**Your task:**
Reproduce the records below exactly, but only between the lines holding "Target: blue sky background" and "If you could mark the stone", inclusive.

**Supplied data:**
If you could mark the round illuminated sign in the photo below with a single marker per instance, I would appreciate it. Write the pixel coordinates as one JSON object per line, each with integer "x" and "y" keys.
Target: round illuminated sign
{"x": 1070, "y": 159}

---

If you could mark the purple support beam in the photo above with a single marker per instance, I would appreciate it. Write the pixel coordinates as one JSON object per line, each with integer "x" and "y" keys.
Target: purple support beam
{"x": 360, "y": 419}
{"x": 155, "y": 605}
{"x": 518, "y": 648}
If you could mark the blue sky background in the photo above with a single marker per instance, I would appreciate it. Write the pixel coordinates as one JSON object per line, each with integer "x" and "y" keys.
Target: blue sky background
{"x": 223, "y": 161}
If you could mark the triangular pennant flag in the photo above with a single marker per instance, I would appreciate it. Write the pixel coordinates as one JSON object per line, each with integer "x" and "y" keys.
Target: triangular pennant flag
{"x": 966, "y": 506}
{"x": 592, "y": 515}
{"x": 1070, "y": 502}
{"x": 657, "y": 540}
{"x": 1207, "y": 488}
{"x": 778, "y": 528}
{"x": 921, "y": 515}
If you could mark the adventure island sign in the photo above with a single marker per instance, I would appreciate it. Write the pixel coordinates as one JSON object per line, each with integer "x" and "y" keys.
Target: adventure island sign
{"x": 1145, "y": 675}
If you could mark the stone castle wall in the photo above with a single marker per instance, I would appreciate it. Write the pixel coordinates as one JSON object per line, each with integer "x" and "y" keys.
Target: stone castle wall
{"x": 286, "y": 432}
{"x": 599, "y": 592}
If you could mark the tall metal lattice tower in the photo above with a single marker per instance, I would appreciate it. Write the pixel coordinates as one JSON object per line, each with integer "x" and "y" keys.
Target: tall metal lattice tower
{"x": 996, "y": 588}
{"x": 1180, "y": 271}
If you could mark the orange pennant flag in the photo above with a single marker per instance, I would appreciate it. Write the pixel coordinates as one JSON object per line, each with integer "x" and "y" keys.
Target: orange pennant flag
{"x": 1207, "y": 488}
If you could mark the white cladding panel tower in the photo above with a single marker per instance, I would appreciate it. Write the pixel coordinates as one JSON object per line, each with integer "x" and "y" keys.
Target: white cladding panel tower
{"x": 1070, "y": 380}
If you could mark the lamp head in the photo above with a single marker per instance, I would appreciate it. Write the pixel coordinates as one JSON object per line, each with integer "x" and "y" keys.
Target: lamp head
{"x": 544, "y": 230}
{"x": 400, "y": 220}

* * *

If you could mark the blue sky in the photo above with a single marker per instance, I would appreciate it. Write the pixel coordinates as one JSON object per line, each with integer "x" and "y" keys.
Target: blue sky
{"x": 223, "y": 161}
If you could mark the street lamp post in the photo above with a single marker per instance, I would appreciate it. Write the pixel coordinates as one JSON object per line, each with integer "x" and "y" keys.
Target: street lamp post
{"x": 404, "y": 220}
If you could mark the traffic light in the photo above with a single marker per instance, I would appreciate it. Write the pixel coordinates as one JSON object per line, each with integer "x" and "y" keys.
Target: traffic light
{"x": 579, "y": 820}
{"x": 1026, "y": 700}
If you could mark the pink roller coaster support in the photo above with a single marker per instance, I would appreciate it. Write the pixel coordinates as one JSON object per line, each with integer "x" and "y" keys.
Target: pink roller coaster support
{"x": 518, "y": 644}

**Solution to the problem:**
Target: blue sky background
{"x": 223, "y": 161}
If you could mark the triangular pennant flag in the photo above with a single marker per instance, I would appreciate it. Write the pixel coordinates as one JSON object per line, each with integer "x" and "y" keys.
Target: triangular pennant flag
{"x": 966, "y": 506}
{"x": 592, "y": 515}
{"x": 1070, "y": 502}
{"x": 657, "y": 540}
{"x": 1207, "y": 488}
{"x": 778, "y": 528}
{"x": 921, "y": 515}
If you could mark the adventure island sign in the photo above with a single marker per instance, I would appreciate it. Write the pixel coordinates as one JSON object per line, each with integer "x" and "y" keys.
Target: adventure island sign
{"x": 1145, "y": 675}
If you could mark the stone castle wall in the photo above with a single marker per instance, I would appreciate it. Write the pixel coordinates as one JSON object per line, each with integer "x" and "y" keys.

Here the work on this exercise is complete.